§ Exercise
Except for images, print the whole listing verbatim.

§ Data for this task
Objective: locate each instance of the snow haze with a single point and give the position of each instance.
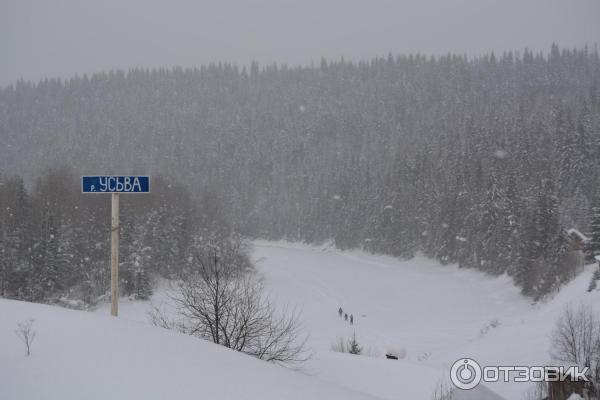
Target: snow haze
(66, 37)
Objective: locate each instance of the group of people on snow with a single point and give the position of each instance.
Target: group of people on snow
(341, 312)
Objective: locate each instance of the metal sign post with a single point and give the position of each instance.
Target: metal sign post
(114, 255)
(115, 185)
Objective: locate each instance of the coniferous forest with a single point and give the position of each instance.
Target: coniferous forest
(485, 162)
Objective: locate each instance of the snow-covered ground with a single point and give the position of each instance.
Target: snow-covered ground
(434, 314)
(79, 355)
(429, 313)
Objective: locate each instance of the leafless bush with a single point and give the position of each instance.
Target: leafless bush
(220, 302)
(350, 346)
(25, 332)
(339, 346)
(576, 340)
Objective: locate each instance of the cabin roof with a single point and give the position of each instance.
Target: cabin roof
(580, 235)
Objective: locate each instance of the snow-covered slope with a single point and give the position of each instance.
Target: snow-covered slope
(434, 314)
(78, 355)
(429, 313)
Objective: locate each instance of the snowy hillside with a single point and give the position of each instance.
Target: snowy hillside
(429, 314)
(434, 314)
(78, 355)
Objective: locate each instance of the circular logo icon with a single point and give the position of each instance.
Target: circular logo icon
(465, 373)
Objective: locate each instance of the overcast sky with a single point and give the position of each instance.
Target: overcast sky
(48, 38)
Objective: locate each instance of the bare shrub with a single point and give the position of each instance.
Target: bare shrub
(25, 332)
(576, 340)
(221, 302)
(350, 346)
(339, 346)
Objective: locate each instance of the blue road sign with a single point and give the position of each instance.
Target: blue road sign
(115, 184)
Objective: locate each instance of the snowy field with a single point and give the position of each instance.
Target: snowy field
(434, 314)
(429, 314)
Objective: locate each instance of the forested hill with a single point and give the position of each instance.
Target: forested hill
(479, 161)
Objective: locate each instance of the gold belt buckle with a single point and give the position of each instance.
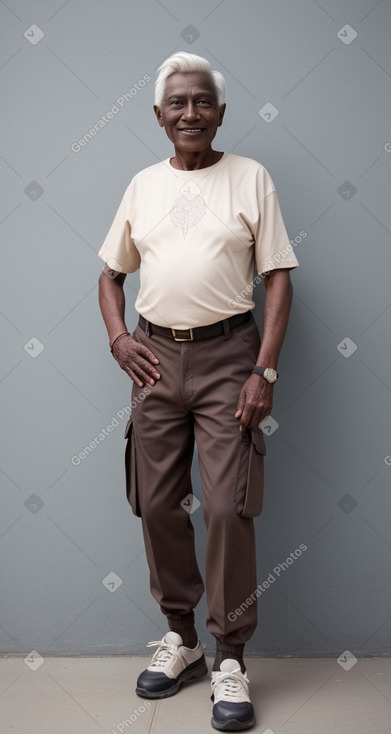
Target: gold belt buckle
(182, 339)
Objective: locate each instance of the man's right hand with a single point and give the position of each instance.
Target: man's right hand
(136, 360)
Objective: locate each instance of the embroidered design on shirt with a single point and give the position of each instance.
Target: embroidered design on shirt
(189, 209)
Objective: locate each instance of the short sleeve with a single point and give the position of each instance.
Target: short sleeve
(118, 250)
(272, 246)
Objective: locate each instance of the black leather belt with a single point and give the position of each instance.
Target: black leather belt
(198, 332)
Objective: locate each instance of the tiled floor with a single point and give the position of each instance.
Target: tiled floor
(94, 695)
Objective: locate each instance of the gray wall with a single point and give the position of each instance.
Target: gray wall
(66, 526)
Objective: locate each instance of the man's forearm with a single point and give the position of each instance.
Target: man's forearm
(278, 301)
(112, 304)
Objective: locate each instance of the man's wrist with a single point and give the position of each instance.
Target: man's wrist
(268, 373)
(123, 333)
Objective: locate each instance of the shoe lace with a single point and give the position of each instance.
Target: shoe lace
(231, 684)
(163, 654)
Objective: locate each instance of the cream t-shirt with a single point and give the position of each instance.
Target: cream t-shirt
(196, 236)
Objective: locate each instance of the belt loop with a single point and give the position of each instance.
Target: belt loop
(227, 330)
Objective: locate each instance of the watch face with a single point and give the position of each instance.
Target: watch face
(270, 374)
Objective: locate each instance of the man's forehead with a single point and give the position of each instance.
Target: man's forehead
(189, 81)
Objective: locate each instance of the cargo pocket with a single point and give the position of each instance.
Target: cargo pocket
(249, 491)
(130, 468)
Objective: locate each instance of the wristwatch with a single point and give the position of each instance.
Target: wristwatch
(267, 372)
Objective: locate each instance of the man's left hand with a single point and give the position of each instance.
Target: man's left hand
(255, 402)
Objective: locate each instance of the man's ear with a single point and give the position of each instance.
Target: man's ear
(221, 114)
(158, 114)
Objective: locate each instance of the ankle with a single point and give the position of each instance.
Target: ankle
(225, 651)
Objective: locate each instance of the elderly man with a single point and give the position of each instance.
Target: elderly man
(197, 225)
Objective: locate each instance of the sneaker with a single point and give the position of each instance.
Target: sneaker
(232, 710)
(172, 664)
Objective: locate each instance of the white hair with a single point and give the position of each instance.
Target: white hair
(182, 61)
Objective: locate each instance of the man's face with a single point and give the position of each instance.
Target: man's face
(189, 111)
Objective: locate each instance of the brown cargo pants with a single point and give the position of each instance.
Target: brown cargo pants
(196, 399)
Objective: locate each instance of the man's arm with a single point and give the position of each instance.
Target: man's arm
(135, 359)
(256, 395)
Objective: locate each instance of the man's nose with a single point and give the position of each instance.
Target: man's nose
(190, 112)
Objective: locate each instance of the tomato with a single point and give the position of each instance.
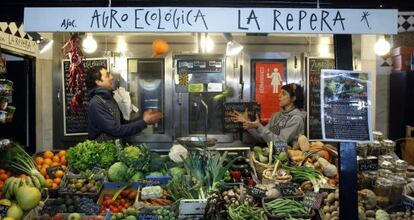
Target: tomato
(107, 197)
(125, 193)
(132, 195)
(114, 210)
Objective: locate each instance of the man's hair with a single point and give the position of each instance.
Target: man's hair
(93, 74)
(295, 90)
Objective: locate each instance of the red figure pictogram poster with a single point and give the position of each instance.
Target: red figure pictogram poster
(269, 81)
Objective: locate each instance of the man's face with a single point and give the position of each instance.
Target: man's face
(106, 79)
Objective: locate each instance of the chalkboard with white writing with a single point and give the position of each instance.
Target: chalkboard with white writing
(77, 124)
(314, 67)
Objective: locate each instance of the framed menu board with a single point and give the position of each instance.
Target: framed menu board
(313, 73)
(76, 124)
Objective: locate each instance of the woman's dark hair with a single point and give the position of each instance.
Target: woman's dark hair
(295, 90)
(93, 74)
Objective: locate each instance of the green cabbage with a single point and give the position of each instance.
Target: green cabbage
(135, 156)
(118, 172)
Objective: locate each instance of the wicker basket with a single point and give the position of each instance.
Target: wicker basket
(259, 167)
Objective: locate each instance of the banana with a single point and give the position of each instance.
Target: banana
(16, 186)
(36, 182)
(7, 183)
(29, 181)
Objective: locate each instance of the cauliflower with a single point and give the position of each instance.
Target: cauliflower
(175, 152)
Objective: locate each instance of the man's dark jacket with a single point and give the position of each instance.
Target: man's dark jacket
(105, 119)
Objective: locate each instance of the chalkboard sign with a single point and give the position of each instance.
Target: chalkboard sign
(314, 67)
(369, 163)
(147, 216)
(256, 192)
(252, 109)
(288, 189)
(76, 124)
(313, 200)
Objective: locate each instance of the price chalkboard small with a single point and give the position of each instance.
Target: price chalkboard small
(369, 163)
(147, 216)
(256, 192)
(253, 109)
(288, 189)
(313, 200)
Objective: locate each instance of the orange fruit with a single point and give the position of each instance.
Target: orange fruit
(62, 153)
(63, 160)
(48, 154)
(59, 173)
(47, 161)
(39, 160)
(56, 159)
(48, 183)
(43, 171)
(57, 180)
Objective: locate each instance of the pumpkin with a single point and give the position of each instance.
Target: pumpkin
(159, 47)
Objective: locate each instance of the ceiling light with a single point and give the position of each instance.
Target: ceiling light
(233, 48)
(382, 46)
(44, 45)
(89, 44)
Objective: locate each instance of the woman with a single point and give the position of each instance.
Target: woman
(284, 126)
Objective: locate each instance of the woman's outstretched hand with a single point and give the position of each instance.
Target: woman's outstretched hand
(242, 117)
(252, 124)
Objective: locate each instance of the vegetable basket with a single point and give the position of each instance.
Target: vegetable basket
(272, 216)
(259, 167)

§ Task result
Objective: locate each instance of the snow haze with a single point and give the position of each instance.
Target: snow haze
(66, 37)
Objective: locate each instance of the group of people on snow with a single point and give the position of each instance.
Target: group of people on snow
(341, 312)
Objective: locate each instance of the metal sign post with a single point and give the position of each instance.
Target: metal sign post
(114, 255)
(115, 185)
Objective: locate each instance of the coniferous forest with a single point and give the position of each instance.
Target: coniferous forest
(485, 162)
Objective: locate each instance of the snow-covered ground with a single point and give the position of each instance.
Target: snow-covered ground
(434, 314)
(79, 355)
(429, 313)
Objective: locate each instance of the leafless bush with a single point and give the position of each instance.
Target: leafless bush
(220, 302)
(350, 346)
(25, 332)
(339, 346)
(576, 340)
Objective: locate each instance of the cabin roof with a single point and give the position of each instance.
Target: cabin roof
(580, 235)
Objective: locate each instance of the snow-covered slope with a single point and give the position of each instance.
Target: snow-covered slope
(434, 314)
(78, 355)
(429, 313)
Objective: locate each instance of the snowy hillside with a single point and give the position of each instance.
Target: snowy hillside
(429, 314)
(434, 314)
(78, 355)
Objective: locate each instance of the circular logo icon with a single point and give the position of each instance.
Target: circular logo icon
(465, 373)
Objective: locate each instance of the overcast sky with a single point and give the position of each instance.
Target: overcast sky
(48, 38)
Objective: locate each instance of the bare shrub with a single point and give the position of each instance.
Target: bare shrub
(25, 332)
(576, 340)
(221, 302)
(350, 346)
(339, 346)
Objective: locate each instance of the blue road sign with a single point and give the position of each instance.
Target: blue road sign
(115, 184)
Objective: locate each instance of the snowy field with a single point and give the position of each instance.
Target: snowy field
(434, 314)
(429, 314)
Objective: locate each instance of the forested hill with a single point and give the position of each instance.
Target: forested hill
(479, 161)
Objective: locate each instance of the gold belt buckle with a single point and give the position of each instance.
Target: gold belt buckle
(182, 339)
Objective: locate each instance of the man's right hand with a single point and give the position of each instance.
Target: man's right hand
(136, 360)
Objective: locate each instance of the embroidered design on shirt with a single point and give the position of each instance.
Target: embroidered design on shirt
(189, 209)
Objective: locate each instance of the short sleeve with a single point and give the position of each instance.
Target: short sleeve
(118, 250)
(272, 246)
Objective: locate each instance of the black leather belt with a single point and give the position of each instance.
Target: black leather belt
(198, 332)
Objective: locate each instance of the tiled floor with a single point and give the position of each instance.
Target: tiled floor
(94, 695)
Objective: locate each instance of the gray wall with a single point and give the position of each instance.
Target: gray wall
(66, 526)
Objective: locate each instance of the man's forearm with a single point and give the position of each instance.
Target: man's forearm
(278, 301)
(112, 304)
Objective: locate each instance of the man's wrist with a single point and give the position of each instance.
Target: man's wrist
(268, 373)
(123, 333)
Objective: locate each instance of the shoe lace with a single point and give the position of each instance.
Target: shoe lace
(231, 684)
(163, 654)
Objective: locate each instance of the cream t-shirt with a single point and give the position of each instance.
Target: cream t-shirt
(196, 236)
Objective: locate each instance of the belt loop with a single point and give the position of each instance.
Target: belt loop
(227, 330)
Objective: locate each instance of the watch face with a single point and give the position of each instance.
Target: watch face
(270, 374)
Objective: locate each instance of the man's forehead with a single point and give the position of each instance.
Target: man's forehead
(189, 81)
Objective: locate each instance of the cargo pocket with a single point and give the position of each instance.
Target: cargo pocket
(249, 491)
(130, 468)
Objective: locate each instance of the wristwatch with a single point and give the position of each instance.
Target: wristwatch
(267, 372)
Objective: locate each instance of the man's left hand with a single point and give the position of each instance.
Target: man's left hand
(255, 402)
Objective: locate each instance of the man's ear with a single point and give the position of each instance.
Target: man's ear
(221, 114)
(158, 114)
Objective: locate each instance of the ankle with a single point and give the position of each instance.
Target: ankle
(225, 651)
Objective: locate each instance of the elderly man with a single point and give the position of each instance.
Target: elderly man
(197, 225)
Objective: locate each instance of the sneaker with a single point and give the position of each instance.
Target: sneaker
(232, 710)
(172, 664)
Objective: locate each instance of the white hair with a single point and give the position of each instance.
Target: white hair
(182, 61)
Objective: locate each instance of the man's face with a single point and give the position of each instance.
Target: man's face
(189, 111)
Objective: locate each instance of the brown cargo pants with a single point and give the position of each instance.
Target: brown cargo pants
(196, 399)
Objective: locate each instance of the man's arm with a single point and give the position of each instance.
Target: man's arm
(135, 359)
(256, 395)
Objective: locate each instance of the man's nose with a single point and give the position of each instance.
Target: man's nose
(190, 112)
Objective: locate each instance of the tomato with a single point and give the position of each instance.
Target: tomato
(107, 197)
(125, 193)
(132, 195)
(114, 210)
Objective: locate each instance of the man's hair with a single point and give the position of each instance.
Target: man's hair
(93, 74)
(295, 90)
Objective: locate each instance of the red figure pictogram poster with a single point and give the position of each instance.
Target: red figure pictogram poster
(269, 81)
Objective: locate each instance of the man's face with a single point and give the position of each instance.
Target: man's face
(106, 79)
Objective: locate each instance of the chalkboard with white writing with a single point and give the position of each instance.
Target: chalkboard with white writing
(77, 124)
(314, 67)
Objective: locate each instance of the framed menu board with a single point and give the position of each instance.
Target: framed menu board
(313, 73)
(76, 124)
Objective: locate each instance of the woman's dark hair with a single point and give the position of each instance.
Target: woman's dark hair
(295, 90)
(93, 74)
Objective: locate each instance of the green cabbage with a single point and give the position of each instance.
Target: green cabbage
(135, 156)
(118, 172)
Objective: locate each instance of the wicker basket with a single point and give the position of each instance.
Target: wicker basket
(259, 167)
Objective: locate each instance of the banana with a single point and give the position of each instance.
Target: banana
(16, 186)
(36, 182)
(7, 183)
(29, 181)
Objective: locate each instance of the cauliflower with a single point and give the position of each instance.
Target: cauliflower
(175, 152)
Objective: locate each instance of the man's dark jacket with a single point and give the position of each instance.
Target: man's dark jacket
(105, 119)
Objective: locate each instance of the chalkboard sign with a single point and give the position of each instance.
Target: chalkboard sign
(314, 67)
(369, 163)
(147, 216)
(256, 192)
(252, 109)
(288, 189)
(76, 124)
(313, 200)
Objective: locate each instance of the price chalkboard small with a single point and give the position of each instance.
Target: price chalkboard small
(369, 163)
(147, 216)
(256, 192)
(253, 109)
(288, 189)
(313, 200)
Objective: locate each instance of the orange fruit with a single point and give the position of each instance.
Target: orange fruit
(62, 153)
(63, 160)
(48, 154)
(59, 173)
(47, 161)
(39, 160)
(56, 159)
(48, 183)
(43, 171)
(57, 180)
Objective: locate each instance of the pumpkin with a single point and give the position of each instance.
Target: pumpkin
(159, 47)
Objective: locate each instance of the ceiling light with a single point and give the position of each instance.
Target: ceiling light
(233, 48)
(382, 46)
(44, 45)
(89, 44)
Objective: locate each instance of the woman with a single point and give the position of each instance.
Target: woman
(284, 126)
Objective: locate each instance of the woman's outstretched hand with a single point and give the position of each instance.
Target: woman's outstretched hand
(242, 117)
(252, 124)
Objective: locate each instance of the vegetable basket with a single point and give the position of each instance.
Target: vegetable basket
(272, 216)
(259, 167)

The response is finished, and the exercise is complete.